Give back exactly the lines of the entries below from the line with "648L320 652H332L328 627L314" to the line with "positive clicks: (687, 61)", inclusive, and only those.

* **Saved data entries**
══════════════════════════════
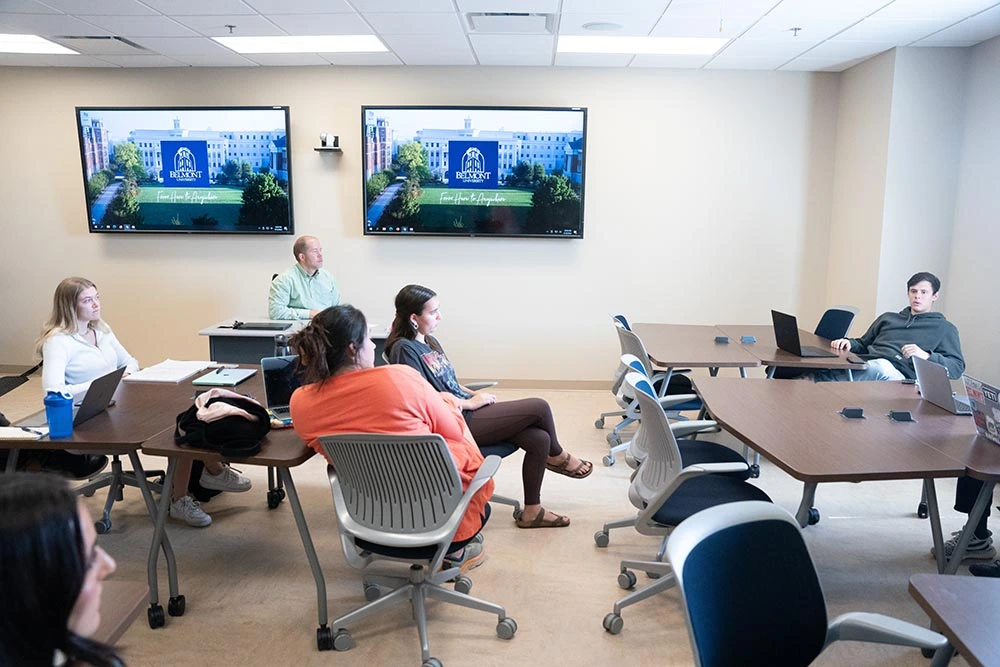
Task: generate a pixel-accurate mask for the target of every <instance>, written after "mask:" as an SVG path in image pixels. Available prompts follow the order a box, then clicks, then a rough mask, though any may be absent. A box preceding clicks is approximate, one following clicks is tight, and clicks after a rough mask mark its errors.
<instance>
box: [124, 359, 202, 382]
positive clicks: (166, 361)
mask: <svg viewBox="0 0 1000 667" xmlns="http://www.w3.org/2000/svg"><path fill="white" fill-rule="evenodd" d="M216 365H217V364H216V363H215V362H214V361H176V360H174V359H167V360H166V361H161V362H160V363H158V364H155V365H153V366H149V367H147V368H143V369H142V370H141V371H138V372H136V373H132V374H131V375H128V376H126V377H125V378H124V381H125V382H173V383H174V384H176V383H178V382H181V381H182V380H187V379H188V378H189V377H191V376H192V375H194V374H195V373H197V372H198V371H201V370H204V369H206V368H209V367H211V366H216Z"/></svg>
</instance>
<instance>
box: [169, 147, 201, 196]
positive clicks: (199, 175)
mask: <svg viewBox="0 0 1000 667" xmlns="http://www.w3.org/2000/svg"><path fill="white" fill-rule="evenodd" d="M160 150H161V151H162V152H163V185H165V186H166V187H168V188H190V187H197V188H207V187H209V183H208V168H207V167H208V142H206V141H161V142H160Z"/></svg>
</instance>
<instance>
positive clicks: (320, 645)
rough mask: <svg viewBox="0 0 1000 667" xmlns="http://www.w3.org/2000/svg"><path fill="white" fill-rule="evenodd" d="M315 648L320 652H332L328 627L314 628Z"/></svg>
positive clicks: (332, 636)
mask: <svg viewBox="0 0 1000 667" xmlns="http://www.w3.org/2000/svg"><path fill="white" fill-rule="evenodd" d="M316 648H317V649H319V650H320V651H332V650H333V632H332V631H331V630H330V626H328V625H321V626H319V627H318V628H316Z"/></svg>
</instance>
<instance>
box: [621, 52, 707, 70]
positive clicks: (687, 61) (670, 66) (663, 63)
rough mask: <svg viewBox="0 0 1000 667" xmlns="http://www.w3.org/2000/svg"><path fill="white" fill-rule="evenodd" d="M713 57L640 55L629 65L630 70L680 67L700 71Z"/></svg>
mask: <svg viewBox="0 0 1000 667" xmlns="http://www.w3.org/2000/svg"><path fill="white" fill-rule="evenodd" d="M711 57H712V56H706V55H701V56H660V55H648V54H640V55H637V56H636V57H635V59H633V60H632V62H631V64H629V67H630V68H633V69H634V68H637V67H638V68H645V67H679V68H685V69H698V68H700V67H701V66H702V65H704V64H705V63H707V62H708V60H709V58H711Z"/></svg>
══════════════════════════════
* **EXERCISE OUTPUT**
rough mask: <svg viewBox="0 0 1000 667" xmlns="http://www.w3.org/2000/svg"><path fill="white" fill-rule="evenodd" d="M315 648L320 652H332L328 627L314 628Z"/></svg>
positive clicks: (332, 636)
mask: <svg viewBox="0 0 1000 667" xmlns="http://www.w3.org/2000/svg"><path fill="white" fill-rule="evenodd" d="M316 648H317V649H319V650H320V651H332V650H333V632H332V631H331V630H330V626H328V625H321V626H319V627H318V628H316Z"/></svg>
</instance>
<instance>
box: [621, 52, 707, 70]
positive clicks: (687, 61) (670, 66) (663, 63)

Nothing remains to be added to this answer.